* What the task requires *
Select each line below that contains the word "blue", and copy those lines.

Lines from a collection
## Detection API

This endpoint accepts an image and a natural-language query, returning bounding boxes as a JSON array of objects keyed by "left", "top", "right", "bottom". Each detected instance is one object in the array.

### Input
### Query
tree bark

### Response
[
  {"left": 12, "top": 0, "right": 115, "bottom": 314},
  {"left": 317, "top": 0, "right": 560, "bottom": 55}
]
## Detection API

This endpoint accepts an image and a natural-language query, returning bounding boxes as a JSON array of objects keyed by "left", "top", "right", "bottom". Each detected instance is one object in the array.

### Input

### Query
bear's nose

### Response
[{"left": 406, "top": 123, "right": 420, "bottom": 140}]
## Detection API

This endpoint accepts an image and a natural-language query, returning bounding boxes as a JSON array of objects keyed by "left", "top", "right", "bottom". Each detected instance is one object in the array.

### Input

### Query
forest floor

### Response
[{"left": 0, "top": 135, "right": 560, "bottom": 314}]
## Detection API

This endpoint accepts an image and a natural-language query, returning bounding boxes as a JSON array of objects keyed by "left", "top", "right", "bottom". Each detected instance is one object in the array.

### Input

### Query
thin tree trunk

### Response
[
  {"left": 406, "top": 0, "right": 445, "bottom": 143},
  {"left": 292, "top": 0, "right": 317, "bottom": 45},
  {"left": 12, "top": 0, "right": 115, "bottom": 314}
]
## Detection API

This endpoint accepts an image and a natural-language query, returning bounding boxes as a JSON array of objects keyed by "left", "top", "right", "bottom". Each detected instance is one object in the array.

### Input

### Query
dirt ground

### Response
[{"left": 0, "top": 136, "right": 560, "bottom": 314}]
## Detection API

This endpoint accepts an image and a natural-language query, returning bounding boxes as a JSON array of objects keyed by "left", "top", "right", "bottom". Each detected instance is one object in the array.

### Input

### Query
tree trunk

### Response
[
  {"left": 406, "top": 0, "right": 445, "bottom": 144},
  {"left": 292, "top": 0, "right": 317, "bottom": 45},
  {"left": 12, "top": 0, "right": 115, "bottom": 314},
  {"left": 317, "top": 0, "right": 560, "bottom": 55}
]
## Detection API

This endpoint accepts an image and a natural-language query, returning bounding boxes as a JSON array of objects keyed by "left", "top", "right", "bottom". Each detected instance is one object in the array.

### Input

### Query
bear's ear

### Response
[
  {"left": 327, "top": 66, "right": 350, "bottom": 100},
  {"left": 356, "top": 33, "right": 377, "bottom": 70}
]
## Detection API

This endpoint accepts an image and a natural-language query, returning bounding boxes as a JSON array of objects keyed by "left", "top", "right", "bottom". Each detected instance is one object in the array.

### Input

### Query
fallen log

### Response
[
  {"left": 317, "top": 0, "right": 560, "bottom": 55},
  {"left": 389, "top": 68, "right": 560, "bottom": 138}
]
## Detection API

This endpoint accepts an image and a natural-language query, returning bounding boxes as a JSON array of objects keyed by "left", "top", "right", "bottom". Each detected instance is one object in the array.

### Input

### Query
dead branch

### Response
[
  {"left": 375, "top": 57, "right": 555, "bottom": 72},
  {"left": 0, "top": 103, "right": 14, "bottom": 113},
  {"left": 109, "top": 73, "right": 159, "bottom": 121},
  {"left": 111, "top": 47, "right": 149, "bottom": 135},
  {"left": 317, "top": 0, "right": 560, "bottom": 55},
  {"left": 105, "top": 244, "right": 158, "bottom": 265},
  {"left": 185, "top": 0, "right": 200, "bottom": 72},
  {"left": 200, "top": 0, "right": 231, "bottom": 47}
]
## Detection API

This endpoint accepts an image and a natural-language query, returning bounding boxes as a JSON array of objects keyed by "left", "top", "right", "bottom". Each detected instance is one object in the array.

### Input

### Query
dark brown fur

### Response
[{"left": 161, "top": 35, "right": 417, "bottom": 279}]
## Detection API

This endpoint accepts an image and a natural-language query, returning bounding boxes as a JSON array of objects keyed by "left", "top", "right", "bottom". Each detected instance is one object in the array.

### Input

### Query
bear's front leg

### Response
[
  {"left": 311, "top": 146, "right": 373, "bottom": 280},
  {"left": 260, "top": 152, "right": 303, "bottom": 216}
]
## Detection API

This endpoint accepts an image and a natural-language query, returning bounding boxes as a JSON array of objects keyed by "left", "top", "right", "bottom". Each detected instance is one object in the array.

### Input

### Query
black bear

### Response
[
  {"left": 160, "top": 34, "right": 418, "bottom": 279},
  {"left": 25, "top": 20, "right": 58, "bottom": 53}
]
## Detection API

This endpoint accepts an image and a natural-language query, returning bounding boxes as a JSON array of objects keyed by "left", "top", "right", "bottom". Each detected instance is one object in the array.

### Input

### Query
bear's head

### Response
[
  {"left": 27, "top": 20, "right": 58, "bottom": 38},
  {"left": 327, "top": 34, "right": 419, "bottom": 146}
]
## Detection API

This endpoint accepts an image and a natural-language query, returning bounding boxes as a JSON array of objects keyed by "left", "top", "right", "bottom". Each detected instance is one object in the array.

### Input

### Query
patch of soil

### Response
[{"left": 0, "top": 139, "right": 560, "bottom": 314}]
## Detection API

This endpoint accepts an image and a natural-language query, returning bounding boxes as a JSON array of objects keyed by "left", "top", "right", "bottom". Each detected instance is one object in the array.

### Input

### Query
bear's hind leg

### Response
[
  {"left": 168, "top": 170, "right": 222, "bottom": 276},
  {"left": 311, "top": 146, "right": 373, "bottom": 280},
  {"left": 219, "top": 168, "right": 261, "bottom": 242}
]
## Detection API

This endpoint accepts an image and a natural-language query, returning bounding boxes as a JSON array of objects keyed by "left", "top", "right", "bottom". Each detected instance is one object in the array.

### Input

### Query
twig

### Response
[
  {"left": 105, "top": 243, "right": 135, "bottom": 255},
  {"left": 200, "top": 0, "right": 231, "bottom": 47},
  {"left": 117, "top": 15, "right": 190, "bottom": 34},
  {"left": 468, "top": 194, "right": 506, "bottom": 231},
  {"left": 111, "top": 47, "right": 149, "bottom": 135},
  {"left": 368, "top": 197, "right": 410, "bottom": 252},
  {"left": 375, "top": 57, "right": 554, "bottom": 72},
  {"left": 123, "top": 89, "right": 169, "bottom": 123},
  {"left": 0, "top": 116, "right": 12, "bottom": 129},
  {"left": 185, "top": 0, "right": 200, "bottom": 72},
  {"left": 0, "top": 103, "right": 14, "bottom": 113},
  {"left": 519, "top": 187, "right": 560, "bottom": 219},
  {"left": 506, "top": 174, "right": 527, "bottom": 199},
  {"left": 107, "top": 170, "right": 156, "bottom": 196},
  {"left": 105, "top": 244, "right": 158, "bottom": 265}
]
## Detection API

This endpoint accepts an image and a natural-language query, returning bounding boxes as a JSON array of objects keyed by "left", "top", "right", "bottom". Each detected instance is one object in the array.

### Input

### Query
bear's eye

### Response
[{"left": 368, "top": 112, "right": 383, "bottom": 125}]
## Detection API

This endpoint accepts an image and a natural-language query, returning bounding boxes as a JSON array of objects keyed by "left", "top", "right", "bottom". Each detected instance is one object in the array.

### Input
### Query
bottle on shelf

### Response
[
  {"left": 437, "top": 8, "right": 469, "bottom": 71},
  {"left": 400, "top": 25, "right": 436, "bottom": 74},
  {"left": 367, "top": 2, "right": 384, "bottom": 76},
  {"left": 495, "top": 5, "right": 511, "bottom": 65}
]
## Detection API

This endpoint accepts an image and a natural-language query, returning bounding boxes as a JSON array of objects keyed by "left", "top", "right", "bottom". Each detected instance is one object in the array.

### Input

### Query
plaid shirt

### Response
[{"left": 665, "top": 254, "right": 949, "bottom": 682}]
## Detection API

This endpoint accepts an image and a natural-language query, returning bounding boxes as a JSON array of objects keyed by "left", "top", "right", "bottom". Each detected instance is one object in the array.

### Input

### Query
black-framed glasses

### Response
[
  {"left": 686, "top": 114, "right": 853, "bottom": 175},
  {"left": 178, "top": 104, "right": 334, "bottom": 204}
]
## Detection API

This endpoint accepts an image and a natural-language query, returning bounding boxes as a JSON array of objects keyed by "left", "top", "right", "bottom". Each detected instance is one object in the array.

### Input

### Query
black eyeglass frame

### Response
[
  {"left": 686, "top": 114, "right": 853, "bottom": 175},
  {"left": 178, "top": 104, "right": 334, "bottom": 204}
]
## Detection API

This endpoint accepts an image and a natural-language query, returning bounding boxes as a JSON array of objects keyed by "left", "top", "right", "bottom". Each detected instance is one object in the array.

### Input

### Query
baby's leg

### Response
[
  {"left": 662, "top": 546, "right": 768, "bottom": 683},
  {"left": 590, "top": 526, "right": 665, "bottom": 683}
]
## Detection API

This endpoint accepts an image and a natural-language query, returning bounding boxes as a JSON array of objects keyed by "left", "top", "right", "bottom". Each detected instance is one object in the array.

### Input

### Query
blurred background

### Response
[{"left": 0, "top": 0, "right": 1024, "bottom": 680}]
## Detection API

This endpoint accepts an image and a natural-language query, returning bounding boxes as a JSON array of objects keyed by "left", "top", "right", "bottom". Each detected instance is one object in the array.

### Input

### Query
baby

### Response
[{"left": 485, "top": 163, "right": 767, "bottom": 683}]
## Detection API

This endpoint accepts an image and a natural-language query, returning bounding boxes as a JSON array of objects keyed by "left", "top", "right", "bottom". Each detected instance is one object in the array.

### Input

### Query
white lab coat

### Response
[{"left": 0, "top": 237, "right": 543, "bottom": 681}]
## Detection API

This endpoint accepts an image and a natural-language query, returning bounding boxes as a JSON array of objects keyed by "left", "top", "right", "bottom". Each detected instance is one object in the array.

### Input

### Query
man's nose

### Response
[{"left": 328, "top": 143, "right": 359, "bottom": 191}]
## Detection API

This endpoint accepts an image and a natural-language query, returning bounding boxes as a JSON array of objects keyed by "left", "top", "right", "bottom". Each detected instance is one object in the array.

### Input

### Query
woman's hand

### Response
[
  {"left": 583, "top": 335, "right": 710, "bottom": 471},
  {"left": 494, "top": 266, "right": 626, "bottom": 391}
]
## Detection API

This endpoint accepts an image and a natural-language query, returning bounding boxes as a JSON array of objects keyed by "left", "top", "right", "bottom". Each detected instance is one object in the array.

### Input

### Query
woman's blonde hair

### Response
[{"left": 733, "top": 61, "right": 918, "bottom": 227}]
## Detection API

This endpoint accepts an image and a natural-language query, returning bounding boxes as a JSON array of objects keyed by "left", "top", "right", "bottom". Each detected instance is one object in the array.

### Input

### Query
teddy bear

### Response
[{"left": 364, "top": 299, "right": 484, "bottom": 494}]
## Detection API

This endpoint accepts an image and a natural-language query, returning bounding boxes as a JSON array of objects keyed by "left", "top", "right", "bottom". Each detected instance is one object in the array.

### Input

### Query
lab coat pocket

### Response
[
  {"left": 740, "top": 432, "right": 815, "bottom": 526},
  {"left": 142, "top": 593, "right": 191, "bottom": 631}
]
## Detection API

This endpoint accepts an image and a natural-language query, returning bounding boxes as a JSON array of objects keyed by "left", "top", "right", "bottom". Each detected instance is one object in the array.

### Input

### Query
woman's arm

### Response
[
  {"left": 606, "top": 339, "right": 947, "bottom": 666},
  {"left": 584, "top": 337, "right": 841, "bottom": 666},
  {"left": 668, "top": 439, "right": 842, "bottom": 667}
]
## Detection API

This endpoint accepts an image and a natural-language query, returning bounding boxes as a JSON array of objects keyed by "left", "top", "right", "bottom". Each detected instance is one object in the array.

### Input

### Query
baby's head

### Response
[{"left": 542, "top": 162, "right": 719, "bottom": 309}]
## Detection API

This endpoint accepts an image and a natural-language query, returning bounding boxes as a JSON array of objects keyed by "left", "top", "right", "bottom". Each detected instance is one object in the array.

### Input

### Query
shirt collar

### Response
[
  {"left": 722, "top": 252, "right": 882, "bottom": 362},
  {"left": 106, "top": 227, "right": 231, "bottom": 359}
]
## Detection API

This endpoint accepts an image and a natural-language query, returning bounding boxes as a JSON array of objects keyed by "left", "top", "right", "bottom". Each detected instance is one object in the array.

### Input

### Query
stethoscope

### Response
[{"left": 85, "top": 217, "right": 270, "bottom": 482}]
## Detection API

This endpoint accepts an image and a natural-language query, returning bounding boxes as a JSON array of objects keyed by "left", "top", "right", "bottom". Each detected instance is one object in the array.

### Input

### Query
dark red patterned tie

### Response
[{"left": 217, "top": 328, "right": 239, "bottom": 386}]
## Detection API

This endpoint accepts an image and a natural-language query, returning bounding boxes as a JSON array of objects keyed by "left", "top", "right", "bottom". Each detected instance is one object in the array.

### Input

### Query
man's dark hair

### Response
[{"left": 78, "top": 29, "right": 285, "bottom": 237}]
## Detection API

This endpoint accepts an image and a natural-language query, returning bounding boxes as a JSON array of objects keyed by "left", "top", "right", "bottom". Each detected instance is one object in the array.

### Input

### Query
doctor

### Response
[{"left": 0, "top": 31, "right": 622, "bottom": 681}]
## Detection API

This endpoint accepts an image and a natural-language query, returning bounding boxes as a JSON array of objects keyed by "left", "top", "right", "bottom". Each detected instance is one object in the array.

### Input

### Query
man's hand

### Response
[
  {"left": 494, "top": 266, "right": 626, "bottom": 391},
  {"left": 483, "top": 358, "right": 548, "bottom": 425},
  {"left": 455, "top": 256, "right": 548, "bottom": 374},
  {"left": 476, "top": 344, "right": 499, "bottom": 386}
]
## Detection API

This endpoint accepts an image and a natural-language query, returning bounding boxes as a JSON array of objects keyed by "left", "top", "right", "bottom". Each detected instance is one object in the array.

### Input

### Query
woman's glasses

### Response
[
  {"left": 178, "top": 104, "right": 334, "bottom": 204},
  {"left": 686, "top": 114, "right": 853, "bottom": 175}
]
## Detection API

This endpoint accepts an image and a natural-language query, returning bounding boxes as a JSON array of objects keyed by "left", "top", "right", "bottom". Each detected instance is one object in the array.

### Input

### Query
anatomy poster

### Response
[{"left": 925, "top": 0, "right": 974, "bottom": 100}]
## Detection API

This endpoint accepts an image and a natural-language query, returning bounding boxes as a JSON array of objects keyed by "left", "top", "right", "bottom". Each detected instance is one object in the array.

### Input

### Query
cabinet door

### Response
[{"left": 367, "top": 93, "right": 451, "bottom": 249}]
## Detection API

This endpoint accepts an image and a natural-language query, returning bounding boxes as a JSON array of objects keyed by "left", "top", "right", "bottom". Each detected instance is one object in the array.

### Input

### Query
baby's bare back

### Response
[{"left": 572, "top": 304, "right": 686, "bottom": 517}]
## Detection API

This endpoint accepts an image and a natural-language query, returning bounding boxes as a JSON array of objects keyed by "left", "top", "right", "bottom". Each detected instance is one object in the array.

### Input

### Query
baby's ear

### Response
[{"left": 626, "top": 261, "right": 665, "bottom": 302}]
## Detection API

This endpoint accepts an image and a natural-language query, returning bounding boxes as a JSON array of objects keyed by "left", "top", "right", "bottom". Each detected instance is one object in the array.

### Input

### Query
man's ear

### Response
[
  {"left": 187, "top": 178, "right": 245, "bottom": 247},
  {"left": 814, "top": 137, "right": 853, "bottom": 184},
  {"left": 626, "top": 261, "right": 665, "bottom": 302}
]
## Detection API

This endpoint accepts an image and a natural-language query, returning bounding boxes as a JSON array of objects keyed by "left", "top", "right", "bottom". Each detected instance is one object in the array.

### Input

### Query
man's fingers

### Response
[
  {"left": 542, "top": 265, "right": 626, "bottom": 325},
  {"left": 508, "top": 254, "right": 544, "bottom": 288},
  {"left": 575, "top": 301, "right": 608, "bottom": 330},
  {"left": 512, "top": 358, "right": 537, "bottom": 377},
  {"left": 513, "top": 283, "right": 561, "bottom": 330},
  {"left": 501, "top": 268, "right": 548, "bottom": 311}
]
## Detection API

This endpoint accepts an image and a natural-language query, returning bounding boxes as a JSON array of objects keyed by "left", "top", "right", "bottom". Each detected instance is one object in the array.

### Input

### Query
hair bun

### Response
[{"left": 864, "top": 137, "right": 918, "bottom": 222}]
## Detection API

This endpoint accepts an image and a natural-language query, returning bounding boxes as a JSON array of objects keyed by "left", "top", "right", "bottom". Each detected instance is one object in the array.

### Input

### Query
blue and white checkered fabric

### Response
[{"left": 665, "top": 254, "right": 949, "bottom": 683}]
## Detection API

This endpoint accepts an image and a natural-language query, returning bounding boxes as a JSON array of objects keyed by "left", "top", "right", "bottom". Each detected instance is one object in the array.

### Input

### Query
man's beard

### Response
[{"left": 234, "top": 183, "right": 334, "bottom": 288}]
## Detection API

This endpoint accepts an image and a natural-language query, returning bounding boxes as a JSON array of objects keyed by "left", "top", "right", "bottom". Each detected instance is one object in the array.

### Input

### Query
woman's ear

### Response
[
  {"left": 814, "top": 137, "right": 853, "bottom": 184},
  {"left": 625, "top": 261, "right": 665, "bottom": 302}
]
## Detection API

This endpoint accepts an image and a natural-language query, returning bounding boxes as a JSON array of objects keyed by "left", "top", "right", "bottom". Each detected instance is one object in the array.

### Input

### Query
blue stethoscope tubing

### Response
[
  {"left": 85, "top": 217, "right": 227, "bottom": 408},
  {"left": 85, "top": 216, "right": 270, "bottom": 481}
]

* Completed task *
blue and white checkered fabric
blue stethoscope tubing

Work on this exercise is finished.